#### [WHAT YOU WILL DO]
Quote the full listing word for word.

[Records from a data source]

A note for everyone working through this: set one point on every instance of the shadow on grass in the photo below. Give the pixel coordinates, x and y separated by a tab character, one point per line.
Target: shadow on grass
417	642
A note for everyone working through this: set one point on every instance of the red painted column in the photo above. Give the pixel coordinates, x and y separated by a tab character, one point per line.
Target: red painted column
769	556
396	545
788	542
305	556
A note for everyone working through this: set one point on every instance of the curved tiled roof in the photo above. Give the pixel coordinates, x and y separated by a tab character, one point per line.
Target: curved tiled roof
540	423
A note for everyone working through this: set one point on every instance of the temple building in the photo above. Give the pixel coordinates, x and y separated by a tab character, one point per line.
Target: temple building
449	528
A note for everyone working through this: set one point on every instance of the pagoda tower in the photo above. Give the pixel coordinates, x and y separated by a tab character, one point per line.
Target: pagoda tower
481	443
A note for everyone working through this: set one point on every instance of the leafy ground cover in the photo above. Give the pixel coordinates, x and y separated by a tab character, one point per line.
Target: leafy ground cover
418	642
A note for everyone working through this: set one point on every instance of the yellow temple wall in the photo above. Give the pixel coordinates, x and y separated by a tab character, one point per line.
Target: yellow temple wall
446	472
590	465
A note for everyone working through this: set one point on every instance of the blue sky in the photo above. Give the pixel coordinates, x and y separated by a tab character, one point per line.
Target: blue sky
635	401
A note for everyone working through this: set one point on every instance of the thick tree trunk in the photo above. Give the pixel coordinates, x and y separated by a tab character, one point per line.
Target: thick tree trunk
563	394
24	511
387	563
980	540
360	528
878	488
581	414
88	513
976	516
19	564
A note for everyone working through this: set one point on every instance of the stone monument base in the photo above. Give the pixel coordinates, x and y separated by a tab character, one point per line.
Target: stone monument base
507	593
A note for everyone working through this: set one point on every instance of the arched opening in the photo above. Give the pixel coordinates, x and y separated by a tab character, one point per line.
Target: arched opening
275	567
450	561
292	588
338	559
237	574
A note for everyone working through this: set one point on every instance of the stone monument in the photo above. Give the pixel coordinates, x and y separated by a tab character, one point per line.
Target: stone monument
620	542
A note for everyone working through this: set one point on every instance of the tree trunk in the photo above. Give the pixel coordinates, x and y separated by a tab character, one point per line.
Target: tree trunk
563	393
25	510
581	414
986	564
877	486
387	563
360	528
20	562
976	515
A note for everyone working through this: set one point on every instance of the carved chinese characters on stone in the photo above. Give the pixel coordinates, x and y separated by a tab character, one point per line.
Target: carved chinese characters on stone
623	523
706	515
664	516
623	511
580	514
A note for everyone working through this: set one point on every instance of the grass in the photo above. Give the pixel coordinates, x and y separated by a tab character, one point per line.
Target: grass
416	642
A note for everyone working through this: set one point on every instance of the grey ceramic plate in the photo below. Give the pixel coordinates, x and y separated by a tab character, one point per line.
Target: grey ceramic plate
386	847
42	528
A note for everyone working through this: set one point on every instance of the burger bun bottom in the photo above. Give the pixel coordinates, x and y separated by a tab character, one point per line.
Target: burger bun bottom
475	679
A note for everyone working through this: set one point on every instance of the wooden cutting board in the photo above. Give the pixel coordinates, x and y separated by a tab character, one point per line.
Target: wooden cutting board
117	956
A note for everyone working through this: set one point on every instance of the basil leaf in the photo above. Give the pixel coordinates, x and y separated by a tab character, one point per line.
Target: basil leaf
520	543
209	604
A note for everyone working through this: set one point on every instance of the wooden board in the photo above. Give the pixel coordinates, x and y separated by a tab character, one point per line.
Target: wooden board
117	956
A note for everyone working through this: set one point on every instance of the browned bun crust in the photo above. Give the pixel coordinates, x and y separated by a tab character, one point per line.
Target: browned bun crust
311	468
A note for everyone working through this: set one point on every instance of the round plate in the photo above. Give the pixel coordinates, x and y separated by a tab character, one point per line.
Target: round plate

#### [OUTPUT]
A note for everyone working through this: set one point on every instance of the shadow on grass in the photo below. Give the pixel coordinates, x and y separated by a tab character, one point per line.
Target: shadow on grass
417	642
A note for everyone working through this: set one point on every instance of the red painted column in the photo above. Give the pixel coordinates, x and y separated by a tab character, one point per line.
Target: red painted column
769	556
396	545
788	542
305	556
A note for everyone working through this: set one point on every instance of the curved tiled roof in the photo above. Give the pixel coordinates, x and y separated by a tab character, one point per line.
Target: curved tiled roof
540	423
A note for everyone working through this: set one point on every instance of the temple building in the photo above. Give the pixel coordinates, x and y separated by a tab character, one point per line.
Target: temple building
449	528
A note for everyone working through this: set one point on every instance of the pagoda tower in the photo above. Give the pixel coordinates, x and y separated by a tab character, one point per line.
Target: pagoda tower
481	443
A note for everyone working through this: set one point on every instance of the leafy ground cover in the photo above. Give the pixel coordinates, x and y separated by a tab character, one point per line.
Target: leafy ground cover
418	642
A note for everyone working through this: set one point on every instance of the yellow temple wall in the photo above. Give the pixel coordinates, x and y separated by a tab character, one point per line.
Target: yellow temple wall
446	472
590	465
A note for everyone working through this: set one point on every instance of the blue sky in the photo above. Give the pixel coordinates, x and y separated by a tab character, one point per line.
Target: blue sky
635	401
A note for everyone working through this: set one point on every instance of the thick tree trunk in the photo above. Give the pixel coordinates, x and y separated by a tab character, one point per line.
Target: thick tree trunk
563	394
24	511
387	563
980	540
360	528
878	488
581	414
88	513
976	516
19	564
A note for everyone working through this: set one point on every instance of the stone monument base in the photo above. Give the pixel coordinates, x and y separated by a tab character, one point per line.
Target: stone monument base
507	593
A note for everyone working through this: set one point on every instance of the arched opening in the photo above. Give the pixel coordinates, x and y separated by a tab character, one point per line.
Target: arched opening
275	567
450	561
292	588
338	559
237	574
A note for everyone working through this: set one point on every instance of the stone monument in the photo above. Give the pixel coordinates, x and y separated by a tab character, one point per line.
Target: stone monument
620	542
A note for everyone working through this: set one point on every instance of the tree trunk in the photo above. Give the pixel coordinates, x and y separated by a tab character, one point per line.
Target: tree trunk
563	393
25	510
581	414
986	564
877	486
387	563
360	528
20	562
976	515
A note for everyone working through this: set one point on every instance of the carved chinese characters on stone in the photo above. Give the pixel coordinates, x and y separated by a tab character, one point per line.
Target: carved chinese characters on stone
623	523
706	515
664	516
623	511
580	514
A note for everyone working through this: set one point on every instance of the grass in the photo above. Give the pixel coordinates, x and y separated by a tab character, one point per line.
Target: grass
416	642
A note for everyone working through this: set one point on every instance of the grey ceramic plate in the photo below. Give the pixel coordinates, x and y separated by a tab character, one point per line.
Target: grey ceramic plate
386	847
42	528
A note for everyone working through this: set one point on every instance of the burger bun bottom in the photo above. Give the pixel coordinates, x and y separated by a tab character, one point per line.
Target: burger bun bottom
475	679
A note for everyone working through this: set one point on every instance of the wooden cutting board in the photo above. Give the pixel coordinates, x and y separated by a tab character, one point per line.
Target: wooden cutting board
117	956
A note for everyone working through this: set one point on every instance of the basil leaf in the photo above. Give the pixel coordinates, x and y separated by a tab character, one point per line.
Target: basil leaf
520	543
209	604
A note for everyone working through this: set one point on every instance of the wooden board in the photo above. Give the pixel coordinates, x and y separated by a tab character, one point per line.
Target: wooden board
117	956
A note for everyone working through this: set one point on every instance of the browned bun crust in the photo above. Give the pixel coordinates, x and y separated by a tab character, one point per line.
Target: browned bun crust
311	468
A note for everyone working through this: set one point on every instance of the round plate in the photo above. Give the pixel coordinates, x and y separated by a tab character, one point per line.
Target: round plate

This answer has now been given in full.